Problem requirements →
Answer these questions from the news release below about CIRAD and the Sahel:
(a) On what date was the Ouagadougou Declaration signed?
(b) Which two countries launched the Sahel Alliance, and in what month and year?
(c) According to the release, what poses a problem for the Sahel population despite generally sufficient agricultural production?

──────── Excerpted text

News Release

CIRAD and African agricultural research institutions are stepping up their development

Business Announcement

Cirad

Participants in the Workshop Held to Draft the Ouagadougou Declaration de Ouagadougou

image: Participants in the workshop held to draft the Ouagadougou Declaration de Ouagadougou, and its signatories. view more 

Credit: © CIRAD

The Sahel countries currently face huge challenges. They have to cope with the effects and risks of climate change, growing population pressure, a security crisis in some regions, a strong urban dynamic leading to the redefinition of the relations between urban and rural areas and calling for significant investment in infrastructures, etc. there are many cases of tensions between communities. While in general, the population of the Sahel generally benefits from sufficient agricultural production, access poses a problem, resulting in recurrent under- or malnutrition. Human development indicators are among the lowest in the world.

The Sahel Alliance framework

However, many technical and organizational innovations generated by research to benefit development, already exist. It is therefore vital to continue those efforts and above all to step them up and coordinate them more efficiently, aiming to upscale their impact on beneficiaries. It was this ambition that prompted CIRAD and the national agricultural research institutions of the Sahel countries to sign the Ouagadougou Declaration* on 21 September 2018.

The declaration fits into the framework of the Sahel Alliance launched in July 2017 by France and Germany. The Alliance set out to build an international cooperation platform to foster development in the Sahel. It should enable more efficient coordination of initiatives, and boost the support provided by development partners in the region.

────────────────
──────── Extracted records

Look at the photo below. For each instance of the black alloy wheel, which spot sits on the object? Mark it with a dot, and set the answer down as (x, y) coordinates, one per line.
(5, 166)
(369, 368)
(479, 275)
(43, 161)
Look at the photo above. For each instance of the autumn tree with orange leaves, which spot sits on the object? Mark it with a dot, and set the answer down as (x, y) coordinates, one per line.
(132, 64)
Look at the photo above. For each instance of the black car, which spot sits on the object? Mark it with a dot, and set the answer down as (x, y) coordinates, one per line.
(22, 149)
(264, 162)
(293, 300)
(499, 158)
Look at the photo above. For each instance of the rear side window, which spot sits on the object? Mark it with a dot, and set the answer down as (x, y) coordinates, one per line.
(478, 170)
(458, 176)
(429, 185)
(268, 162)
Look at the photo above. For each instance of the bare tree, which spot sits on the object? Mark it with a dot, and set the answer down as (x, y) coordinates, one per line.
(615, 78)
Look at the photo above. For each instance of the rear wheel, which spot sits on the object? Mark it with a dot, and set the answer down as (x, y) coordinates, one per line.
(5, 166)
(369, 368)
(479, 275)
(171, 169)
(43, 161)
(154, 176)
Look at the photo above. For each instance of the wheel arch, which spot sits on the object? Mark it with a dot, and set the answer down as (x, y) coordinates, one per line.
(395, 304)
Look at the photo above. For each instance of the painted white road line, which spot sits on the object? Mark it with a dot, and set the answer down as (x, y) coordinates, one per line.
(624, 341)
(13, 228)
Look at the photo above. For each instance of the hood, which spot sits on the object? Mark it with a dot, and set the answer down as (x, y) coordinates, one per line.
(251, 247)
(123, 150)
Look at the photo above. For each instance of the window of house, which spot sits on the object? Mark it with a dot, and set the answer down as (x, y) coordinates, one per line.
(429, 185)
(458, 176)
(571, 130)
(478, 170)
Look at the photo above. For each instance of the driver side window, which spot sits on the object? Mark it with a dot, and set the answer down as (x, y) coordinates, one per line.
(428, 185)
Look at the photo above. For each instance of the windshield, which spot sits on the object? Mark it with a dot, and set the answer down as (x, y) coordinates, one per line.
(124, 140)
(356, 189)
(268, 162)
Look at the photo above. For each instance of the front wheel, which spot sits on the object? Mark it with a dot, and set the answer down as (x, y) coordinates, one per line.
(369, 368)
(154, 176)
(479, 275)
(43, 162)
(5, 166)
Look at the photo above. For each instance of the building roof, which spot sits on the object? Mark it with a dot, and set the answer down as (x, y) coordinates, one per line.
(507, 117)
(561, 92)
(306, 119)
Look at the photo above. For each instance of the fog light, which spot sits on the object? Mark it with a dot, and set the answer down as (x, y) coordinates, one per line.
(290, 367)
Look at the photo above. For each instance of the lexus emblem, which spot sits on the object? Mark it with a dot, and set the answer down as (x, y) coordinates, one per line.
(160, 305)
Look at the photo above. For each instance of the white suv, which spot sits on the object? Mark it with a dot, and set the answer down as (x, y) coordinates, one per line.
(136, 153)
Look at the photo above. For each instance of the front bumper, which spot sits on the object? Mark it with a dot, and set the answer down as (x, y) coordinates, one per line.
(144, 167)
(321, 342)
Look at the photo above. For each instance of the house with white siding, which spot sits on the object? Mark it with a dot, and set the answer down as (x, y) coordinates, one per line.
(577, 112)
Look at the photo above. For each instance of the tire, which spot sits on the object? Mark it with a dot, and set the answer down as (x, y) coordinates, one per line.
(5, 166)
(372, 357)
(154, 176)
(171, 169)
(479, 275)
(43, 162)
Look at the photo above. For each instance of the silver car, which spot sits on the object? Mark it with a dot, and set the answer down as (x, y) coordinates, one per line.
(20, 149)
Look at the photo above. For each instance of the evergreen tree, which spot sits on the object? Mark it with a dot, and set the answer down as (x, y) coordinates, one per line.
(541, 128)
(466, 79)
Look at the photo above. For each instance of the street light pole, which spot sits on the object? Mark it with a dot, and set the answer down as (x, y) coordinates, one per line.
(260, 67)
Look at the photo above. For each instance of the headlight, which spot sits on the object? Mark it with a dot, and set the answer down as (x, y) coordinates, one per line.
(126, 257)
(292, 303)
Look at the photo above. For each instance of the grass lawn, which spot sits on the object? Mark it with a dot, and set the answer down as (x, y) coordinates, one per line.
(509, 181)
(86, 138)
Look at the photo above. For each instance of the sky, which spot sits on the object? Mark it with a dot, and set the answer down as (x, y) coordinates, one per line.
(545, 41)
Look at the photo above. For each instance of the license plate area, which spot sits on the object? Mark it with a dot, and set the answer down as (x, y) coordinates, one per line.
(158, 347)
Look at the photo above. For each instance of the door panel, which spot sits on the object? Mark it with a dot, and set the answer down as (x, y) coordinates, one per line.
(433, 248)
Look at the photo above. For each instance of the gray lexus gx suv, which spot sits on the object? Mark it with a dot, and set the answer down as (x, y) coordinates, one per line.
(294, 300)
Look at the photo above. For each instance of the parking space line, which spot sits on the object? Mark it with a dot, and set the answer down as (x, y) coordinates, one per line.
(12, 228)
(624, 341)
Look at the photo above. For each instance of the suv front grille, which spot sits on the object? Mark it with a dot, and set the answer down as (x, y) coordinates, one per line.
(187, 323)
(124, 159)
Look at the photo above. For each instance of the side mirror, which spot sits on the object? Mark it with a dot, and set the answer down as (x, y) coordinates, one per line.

────────────────

Finished answer →
(a) 21 September 2018.
(b) France and Germany, in July 2017.
(c) Access poses a problem, which results in recurrent under- or malnutrition.